» WORK TO DO: Retype the following records line for line, without changing anything.

» PROVIDED DATA:
>>>
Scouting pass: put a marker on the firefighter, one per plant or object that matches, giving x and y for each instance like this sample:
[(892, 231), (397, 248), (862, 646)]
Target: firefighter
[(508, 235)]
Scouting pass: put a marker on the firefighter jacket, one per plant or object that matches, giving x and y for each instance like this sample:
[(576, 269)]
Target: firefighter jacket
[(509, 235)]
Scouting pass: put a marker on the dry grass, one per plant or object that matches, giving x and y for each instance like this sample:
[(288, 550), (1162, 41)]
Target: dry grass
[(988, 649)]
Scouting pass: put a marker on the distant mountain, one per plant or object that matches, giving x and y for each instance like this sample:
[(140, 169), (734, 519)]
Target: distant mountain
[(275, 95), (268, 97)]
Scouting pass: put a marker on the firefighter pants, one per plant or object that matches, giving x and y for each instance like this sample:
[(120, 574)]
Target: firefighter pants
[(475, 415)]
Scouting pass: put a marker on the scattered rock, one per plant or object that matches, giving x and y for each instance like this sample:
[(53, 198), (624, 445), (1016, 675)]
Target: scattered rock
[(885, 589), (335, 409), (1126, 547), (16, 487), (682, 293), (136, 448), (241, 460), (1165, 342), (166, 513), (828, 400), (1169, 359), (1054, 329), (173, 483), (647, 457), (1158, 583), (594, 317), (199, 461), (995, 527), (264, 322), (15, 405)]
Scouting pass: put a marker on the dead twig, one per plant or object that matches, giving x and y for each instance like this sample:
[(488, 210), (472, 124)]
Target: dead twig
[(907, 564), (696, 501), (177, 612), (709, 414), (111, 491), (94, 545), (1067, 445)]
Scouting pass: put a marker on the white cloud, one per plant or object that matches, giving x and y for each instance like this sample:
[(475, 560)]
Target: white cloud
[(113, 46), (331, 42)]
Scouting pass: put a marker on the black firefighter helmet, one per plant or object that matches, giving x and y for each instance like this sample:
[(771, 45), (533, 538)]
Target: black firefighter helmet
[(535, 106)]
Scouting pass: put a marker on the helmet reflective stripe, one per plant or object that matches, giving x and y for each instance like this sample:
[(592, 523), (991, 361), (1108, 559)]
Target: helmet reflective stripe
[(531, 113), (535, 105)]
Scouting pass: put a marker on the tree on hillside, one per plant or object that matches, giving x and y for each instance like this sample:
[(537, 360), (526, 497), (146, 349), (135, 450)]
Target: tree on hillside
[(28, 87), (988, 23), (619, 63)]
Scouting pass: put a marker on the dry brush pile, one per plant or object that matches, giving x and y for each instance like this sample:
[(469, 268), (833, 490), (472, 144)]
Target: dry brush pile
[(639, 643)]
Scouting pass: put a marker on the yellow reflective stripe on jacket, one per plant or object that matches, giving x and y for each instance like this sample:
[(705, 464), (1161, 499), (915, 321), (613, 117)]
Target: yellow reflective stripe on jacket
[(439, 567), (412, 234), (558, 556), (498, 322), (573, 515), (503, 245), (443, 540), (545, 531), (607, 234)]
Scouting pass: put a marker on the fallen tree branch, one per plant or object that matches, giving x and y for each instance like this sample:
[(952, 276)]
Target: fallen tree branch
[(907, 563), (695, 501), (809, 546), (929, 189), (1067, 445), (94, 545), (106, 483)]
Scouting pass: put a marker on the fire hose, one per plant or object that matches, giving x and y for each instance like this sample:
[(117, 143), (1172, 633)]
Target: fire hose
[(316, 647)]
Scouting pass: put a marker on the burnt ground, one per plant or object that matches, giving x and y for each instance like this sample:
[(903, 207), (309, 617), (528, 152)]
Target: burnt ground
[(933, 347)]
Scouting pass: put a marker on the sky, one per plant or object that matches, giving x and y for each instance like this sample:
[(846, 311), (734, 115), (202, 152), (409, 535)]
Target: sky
<<<
» FINAL ANSWER:
Scouting pass: put a marker on the firefighter, one per plant or object that matches, giving x and y for each instance like this sample:
[(892, 231), (397, 248), (862, 646)]
Target: firefighter
[(508, 235)]
Scouting pass: put a marker on the firefighter jacket, one per plant or object that matches, giving x and y for each instance like this sample:
[(576, 269)]
Target: firefighter jacket
[(509, 235)]
Scouting pass: put a marker on the dry grass, one per plant or object that matches, giving x and y for each instance like this sample:
[(288, 550), (1162, 41)]
Target: dry grass
[(988, 649)]
Scouting pass: put a marker on the distant mountain, one per plant or object that matches, giving x and y for each instance like this sample:
[(140, 169), (734, 519)]
Target: distant mountain
[(275, 95), (268, 97)]
Scouting pass: put a marker on the firefighter pants, one per plant or object that matches, giving x and y for each instance like this sample:
[(120, 574)]
Target: firefighter pants
[(475, 415)]
Scouting pass: put a marker on the scattered rock, one per plant or object that matches, giving x and y for each instance like this sample:
[(53, 198), (624, 445), (1016, 675)]
Target: scattered rock
[(885, 589), (335, 409), (1126, 547), (16, 487), (682, 293), (136, 448), (241, 460), (1165, 342), (166, 513), (828, 400), (1169, 359), (1054, 329), (173, 483), (647, 457), (1158, 583), (594, 317), (199, 461), (995, 527), (264, 322), (15, 405)]
Scouting pass: put a marker on the dead twig, one per plant or object that matches, giving x and y for each instance like this sample:
[(488, 210), (472, 124)]
Target: dead twig
[(907, 564), (696, 501), (177, 612), (709, 414), (111, 491), (94, 545), (1067, 445)]
Scouting pass: put a marker on the white cloud, one per plant or object that matches, giving x and y for each instance like this sample:
[(475, 560)]
Target: white cloud
[(113, 46), (331, 42)]
Scouting pass: put a marker on the black firefighter helmet, one per plant or object that matches, giving x and y for each instance like this sample:
[(771, 45), (533, 538)]
Target: black firefighter helmet
[(535, 106)]
Scouting pass: put a marker on the helmet reflective stripe, one per plant or object that matches, giving x and y for each instance like this sample:
[(592, 523), (991, 361), (1108, 559)]
Target: helmet reflective stripe
[(531, 113), (535, 105)]
Scouting pass: put a marker on the tree on hillside, one per plant or object that matches, giving x and y for each instance like this sample:
[(537, 360), (526, 497), (146, 349), (135, 450)]
Target: tree on hillside
[(28, 87), (988, 23), (619, 63)]
Scouting pass: put a marker on the dry brush pile, one per plant or object that matches, giving x and y for each instance like this sample:
[(469, 268), (833, 490), (472, 144)]
Target: dry brush pile
[(639, 643)]
Scouting pass: put a marker on the yellow reflective stripe on jacket, one per plant or object that matches, giving x and y for each instance like this sample:
[(705, 464), (1161, 499), (915, 321), (613, 117)]
Target: yellow reflective stripe on jacket
[(439, 567), (412, 234), (558, 556), (498, 322), (573, 515), (503, 245), (443, 540), (545, 531), (607, 234)]
Scouting pass: put a marker on the fallen tree branch, one per plant or object that matches, giving x and y for each instance like this sample:
[(952, 276)]
Target: fallen tree branch
[(907, 563), (695, 501), (809, 546), (929, 189), (1067, 445), (94, 545), (106, 483)]
Scouting pass: put a marker on the fire hose, one per plant or object that matches, giving x and y for each instance like this sample:
[(117, 143), (1172, 633)]
Target: fire hose
[(316, 647)]
Scouting pass: put a marker on the burnt ground, one per plant or object that matches, giving x and y for each instance like this sample:
[(903, 207), (309, 617), (528, 152)]
Target: burnt ground
[(933, 347)]
Scouting pass: put a marker on the sky, one per plant or object that matches, giving x and y for each instance like this sample:
[(846, 311), (734, 115), (202, 152), (409, 535)]
Target: sky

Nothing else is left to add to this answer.